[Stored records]
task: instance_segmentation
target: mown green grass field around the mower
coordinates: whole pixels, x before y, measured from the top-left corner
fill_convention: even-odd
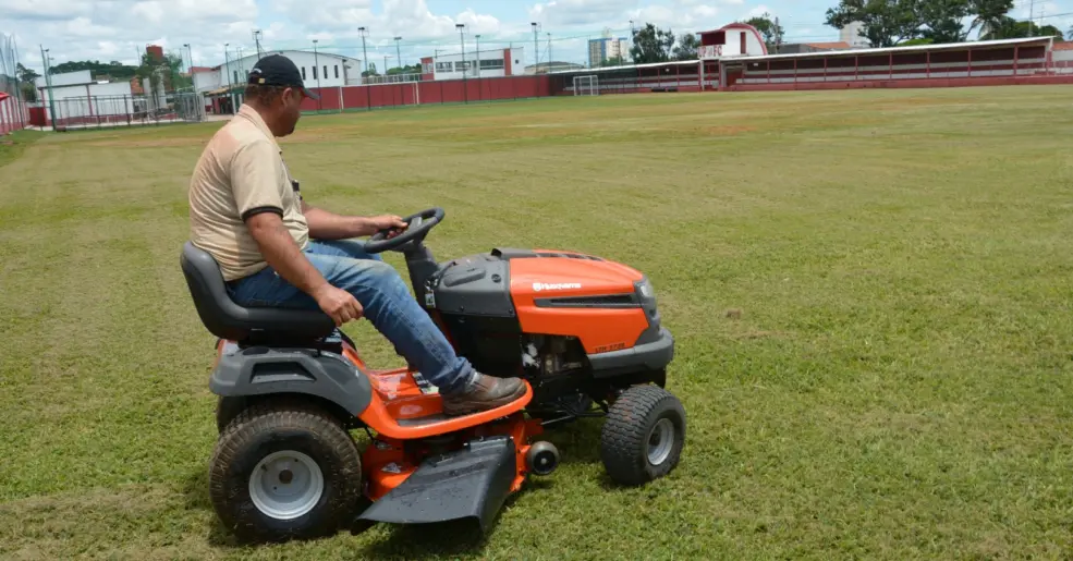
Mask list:
[[[0,168],[0,558],[1068,558],[1071,94],[303,119],[282,145],[314,204],[443,206],[441,258],[558,247],[655,282],[691,423],[679,469],[615,488],[599,423],[578,423],[486,539],[379,526],[234,546],[206,489],[214,340],[179,269],[187,178],[220,124],[20,145]],[[398,364],[366,322],[347,331]]]

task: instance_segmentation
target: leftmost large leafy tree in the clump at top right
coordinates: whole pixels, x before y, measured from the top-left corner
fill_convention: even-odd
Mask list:
[[[928,1],[928,0],[924,0]],[[916,0],[841,0],[827,10],[827,25],[842,28],[861,22],[861,36],[873,47],[893,47],[917,36]]]

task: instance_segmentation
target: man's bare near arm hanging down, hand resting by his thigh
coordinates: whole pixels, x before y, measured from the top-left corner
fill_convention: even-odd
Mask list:
[[[363,309],[357,300],[351,293],[328,283],[302,254],[279,215],[254,215],[246,219],[246,227],[257,241],[265,261],[284,280],[313,296],[320,309],[336,321],[337,327],[362,317]]]

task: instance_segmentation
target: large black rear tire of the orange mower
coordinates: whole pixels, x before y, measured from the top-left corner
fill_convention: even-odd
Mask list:
[[[255,467],[263,459],[281,451],[305,454],[316,464],[322,481],[310,486],[321,492],[308,512],[291,520],[269,515],[251,497],[251,475]],[[294,472],[290,467],[279,472],[278,481],[267,475],[260,481],[271,481],[264,485],[276,489],[276,485],[292,483],[294,478],[301,483],[315,472],[304,467],[302,460],[291,465]],[[271,467],[258,472],[272,473]],[[308,477],[317,479],[314,475]],[[209,495],[224,527],[241,541],[329,536],[346,527],[355,514],[362,497],[361,454],[339,419],[313,404],[297,400],[256,403],[235,417],[217,441],[209,468]],[[316,495],[308,496],[310,502],[313,497]]]

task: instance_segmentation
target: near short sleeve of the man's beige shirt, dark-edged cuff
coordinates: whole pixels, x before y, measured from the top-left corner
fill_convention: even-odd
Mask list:
[[[243,221],[260,212],[283,216],[279,191],[281,162],[271,143],[254,142],[239,148],[231,159],[231,190]]]

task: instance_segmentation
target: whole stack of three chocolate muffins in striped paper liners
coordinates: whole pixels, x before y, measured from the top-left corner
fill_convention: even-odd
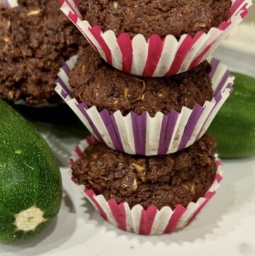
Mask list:
[[[81,45],[57,80],[57,92],[96,138],[77,146],[72,179],[118,228],[170,233],[215,194],[220,160],[204,133],[233,77],[208,52],[244,7],[231,0],[63,1],[92,45]]]

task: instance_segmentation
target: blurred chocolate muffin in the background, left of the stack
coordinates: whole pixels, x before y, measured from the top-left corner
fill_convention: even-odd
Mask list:
[[[57,0],[20,0],[16,8],[1,8],[0,96],[31,105],[58,99],[57,73],[81,40]]]

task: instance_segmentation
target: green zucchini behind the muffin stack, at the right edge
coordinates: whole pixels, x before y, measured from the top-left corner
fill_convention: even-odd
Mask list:
[[[234,92],[215,117],[208,133],[222,158],[255,155],[255,79],[232,73]]]

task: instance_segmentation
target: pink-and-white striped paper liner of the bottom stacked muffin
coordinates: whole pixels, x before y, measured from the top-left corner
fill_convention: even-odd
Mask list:
[[[82,157],[82,152],[93,143],[94,138],[91,136],[86,138],[86,140],[82,140],[77,145],[72,153],[72,157],[69,159],[70,167],[74,165],[76,160]],[[109,223],[122,230],[140,235],[162,235],[188,225],[202,210],[205,204],[210,201],[212,196],[215,195],[215,191],[222,180],[223,173],[222,162],[217,156],[215,163],[217,174],[205,196],[200,197],[196,203],[191,202],[187,207],[178,205],[174,211],[169,206],[165,206],[161,210],[158,210],[155,206],[149,206],[145,210],[139,204],[130,209],[130,206],[126,202],[118,204],[115,199],[107,201],[103,195],[96,196],[93,190],[86,189],[84,185],[77,184],[77,180],[72,176],[72,169],[69,170],[69,175],[81,192],[94,205],[96,211]]]

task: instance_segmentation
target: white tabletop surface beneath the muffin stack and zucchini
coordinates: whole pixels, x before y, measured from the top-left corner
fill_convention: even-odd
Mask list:
[[[222,45],[216,56],[231,69],[255,74],[254,55],[226,49],[228,46]],[[78,140],[45,135],[60,164],[67,166]],[[125,233],[103,221],[62,167],[64,199],[55,221],[35,239],[21,245],[0,245],[0,256],[255,255],[255,158],[224,164],[221,186],[196,220],[178,233],[158,237]]]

TASK BRIEF:
If a line in the entries above contains "mower", include it in the count, then report only the total.

ANSWER BOX:
2